## What is required
Reproduce all of the data word for word.

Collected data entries

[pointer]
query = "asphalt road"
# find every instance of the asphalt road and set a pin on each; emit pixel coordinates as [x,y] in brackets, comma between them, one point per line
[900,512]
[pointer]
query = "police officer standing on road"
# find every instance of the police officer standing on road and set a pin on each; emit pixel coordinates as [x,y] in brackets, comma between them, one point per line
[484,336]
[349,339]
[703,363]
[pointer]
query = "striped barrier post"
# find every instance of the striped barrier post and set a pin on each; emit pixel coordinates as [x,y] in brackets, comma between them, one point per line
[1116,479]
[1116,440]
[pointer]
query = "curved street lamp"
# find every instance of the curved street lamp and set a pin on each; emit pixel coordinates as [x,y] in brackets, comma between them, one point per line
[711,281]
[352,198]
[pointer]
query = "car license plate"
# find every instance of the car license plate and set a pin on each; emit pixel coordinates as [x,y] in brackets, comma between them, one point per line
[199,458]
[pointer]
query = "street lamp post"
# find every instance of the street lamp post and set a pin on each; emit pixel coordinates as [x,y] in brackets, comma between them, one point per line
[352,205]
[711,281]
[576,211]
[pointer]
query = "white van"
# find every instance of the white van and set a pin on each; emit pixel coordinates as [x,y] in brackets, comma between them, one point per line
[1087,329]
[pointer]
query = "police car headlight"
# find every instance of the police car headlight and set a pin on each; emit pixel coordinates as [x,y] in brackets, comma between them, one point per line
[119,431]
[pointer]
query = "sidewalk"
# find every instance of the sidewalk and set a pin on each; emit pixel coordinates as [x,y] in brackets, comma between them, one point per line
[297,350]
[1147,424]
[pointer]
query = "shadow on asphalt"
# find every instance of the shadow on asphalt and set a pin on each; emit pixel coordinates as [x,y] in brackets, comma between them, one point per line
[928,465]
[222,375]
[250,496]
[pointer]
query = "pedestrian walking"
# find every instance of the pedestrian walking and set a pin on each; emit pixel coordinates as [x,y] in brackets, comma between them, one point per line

## Answer box
[pointer]
query = "asphalt road"
# find every instance of the asphalt road and set a pin on each; emit pixel coordinates as [x,y] in brackets, comma between them, one point per line
[900,512]
[pointer]
query = "police officer standing on road"
# find every instance of the police officer standing on road and set a pin on each; emit pixel coordinates as [x,y] in brackets, comma between them, one point per line
[484,336]
[349,339]
[703,363]
[pointer]
query = "striped barrier post"
# find every instance of the striped barrier post and set a pin on each; emit pixel coordinates as [x,y] in brackets, comma between them, one point per line
[1116,479]
[1116,440]
[pointer]
query = "curved street lamp"
# find every instance of the curved street lamp and set a pin on each; emit pixel coordinates as [x,y] in brackets, comma between them, one point per line
[711,281]
[352,198]
[pointer]
query = "car license plate"
# find every instance of the car license plate and set a pin on each; emit pixel coordinates as [x,y] in brackets, comma between them, one point per line
[199,458]
[pointer]
query = "street lamp post"
# find every instance of the street lamp post and set a pin on each; emit pixel coordinates as [x,y] in brackets, comma between them, one point per line
[352,205]
[711,281]
[576,211]
[pointer]
query = "white van"
# find every instance of the white van and set a pin on each; emit pixel coordinates as [x,y] in brackets, comma between them, one point per line
[1087,329]
[pointer]
query = "police car headlight"
# find every instance of the police car headlight and set a pin on each; emit pixel coordinates as [x,y] in brackets, comma between them, one point per line
[119,431]
[pointer]
query = "sidewalk"
# find every instance of the sidewalk and set a pin on each; emit pixel coordinates as [x,y] in brackets, comma between them, one point per line
[297,350]
[1147,424]
[pointer]
query = "shadow on asphalt"
# find every instance of the shadow on asphalt and set a pin on each; emit pixel coordinates as [x,y] in brackets, comma between them, one point per line
[928,465]
[222,375]
[250,496]
[pointer]
query = "pedestrian walking"
# find every instance of the pedestrian walking and set a pin on each; emit pixel coordinates as [x,y] in brackets, comma between them, one point per line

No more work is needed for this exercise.